SELECTED PASSAGE =
-- Opening Marker --
So what if i'm late to spanish tomorrow. who the hell cares. i don't even speak spanish.
just bought a $25 eighth from a chick who has a kid. i'm helping my community out right?
What happened to "I wouldnt even touch her with a ten foot pole"?
Her vagina devoured it.
Woke up with 3 sports bras for underwear. Valiant effort drunk me.
His little brother just walked in, asked me if I'd blown his brother yet and then announced that he and his friends were going to play outside so we could play too.
Im in Ft Meyers right now looking right at an alligator. I have had a couple of beers and people are telling me not to feed him but Im gonna do it anyway.
You sat on my knee, like Santa, while I peed.
Got a traffic ticket on the way home.. Literally cost me $171 to give him a blowjob. I swear the officer could smell the cum in my hair.
-- Closing Marker --
Image point grounding data
-- Opening Marker --
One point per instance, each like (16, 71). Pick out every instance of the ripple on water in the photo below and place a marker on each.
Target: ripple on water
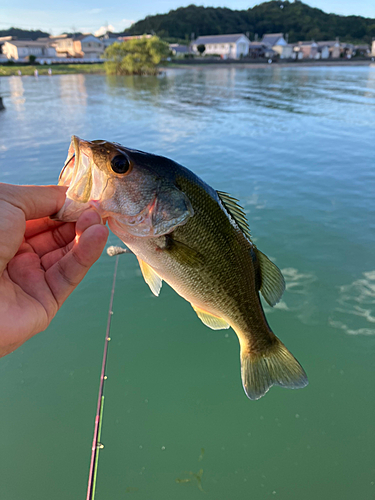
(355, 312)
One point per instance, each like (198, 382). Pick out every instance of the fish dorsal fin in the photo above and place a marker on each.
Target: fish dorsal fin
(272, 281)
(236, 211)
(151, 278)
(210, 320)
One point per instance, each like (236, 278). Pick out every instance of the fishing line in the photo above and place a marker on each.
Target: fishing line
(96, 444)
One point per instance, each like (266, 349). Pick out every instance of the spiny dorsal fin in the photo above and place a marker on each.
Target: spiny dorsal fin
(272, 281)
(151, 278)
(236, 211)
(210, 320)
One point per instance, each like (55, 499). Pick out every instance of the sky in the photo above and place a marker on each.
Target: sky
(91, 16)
-- Closing Marker --
-- Opening Marker --
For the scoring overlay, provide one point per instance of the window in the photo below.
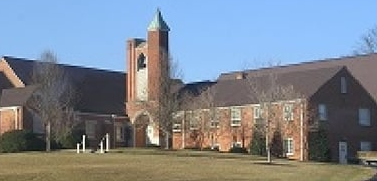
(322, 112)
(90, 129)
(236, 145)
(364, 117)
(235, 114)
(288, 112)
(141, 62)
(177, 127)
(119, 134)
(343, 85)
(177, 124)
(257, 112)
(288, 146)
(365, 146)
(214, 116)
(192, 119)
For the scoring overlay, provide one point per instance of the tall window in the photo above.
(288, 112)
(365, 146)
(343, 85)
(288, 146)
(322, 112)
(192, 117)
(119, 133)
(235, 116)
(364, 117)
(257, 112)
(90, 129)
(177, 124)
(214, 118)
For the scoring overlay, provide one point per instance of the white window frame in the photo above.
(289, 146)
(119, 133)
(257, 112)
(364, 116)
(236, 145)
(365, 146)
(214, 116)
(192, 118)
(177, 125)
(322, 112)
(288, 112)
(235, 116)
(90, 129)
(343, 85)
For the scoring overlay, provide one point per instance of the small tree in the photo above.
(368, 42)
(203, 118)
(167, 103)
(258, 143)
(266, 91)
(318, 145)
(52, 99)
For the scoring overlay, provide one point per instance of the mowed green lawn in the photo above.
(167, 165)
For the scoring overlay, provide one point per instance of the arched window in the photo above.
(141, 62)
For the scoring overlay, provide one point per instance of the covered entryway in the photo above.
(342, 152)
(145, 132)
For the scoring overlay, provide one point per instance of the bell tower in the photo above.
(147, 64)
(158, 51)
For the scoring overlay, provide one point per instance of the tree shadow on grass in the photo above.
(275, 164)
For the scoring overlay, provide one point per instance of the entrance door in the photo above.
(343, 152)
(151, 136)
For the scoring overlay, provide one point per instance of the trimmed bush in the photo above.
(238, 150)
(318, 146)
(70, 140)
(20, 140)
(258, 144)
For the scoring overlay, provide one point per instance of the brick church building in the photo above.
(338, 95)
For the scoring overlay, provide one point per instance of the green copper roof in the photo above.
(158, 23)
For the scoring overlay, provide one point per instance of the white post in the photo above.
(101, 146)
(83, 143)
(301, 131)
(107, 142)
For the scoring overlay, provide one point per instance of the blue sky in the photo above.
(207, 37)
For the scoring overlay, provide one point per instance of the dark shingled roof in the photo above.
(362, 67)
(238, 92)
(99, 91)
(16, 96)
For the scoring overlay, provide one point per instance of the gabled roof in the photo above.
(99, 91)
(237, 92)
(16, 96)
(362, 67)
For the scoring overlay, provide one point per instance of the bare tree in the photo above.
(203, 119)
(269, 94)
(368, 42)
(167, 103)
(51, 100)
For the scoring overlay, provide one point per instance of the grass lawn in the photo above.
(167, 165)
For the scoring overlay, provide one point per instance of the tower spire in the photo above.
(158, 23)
-- Closing Marker --
TASK LIST =
1. Translate into Spanish this sentence from the messages: "i don't even speak spanish."
2. Reproduce the part of the messages starting at "Woke up with" and ending at "while I peed.".

ANSWER SET =
1. Ni siquiera hablo español.

2.
Woke up with 3 sports bras for underwear. Valiant effort drunk me.
His little brother just walked in, asked me if I'd blown his brother yet and then announced that he and his friends were going to play outside so we could play too.
Im in Ft Meyers right now looking right at an alligator. I have had a couple of beers and people are telling me not to feed him but Im gonna do it anyway.
You sat on my knee, like Santa, while I peed.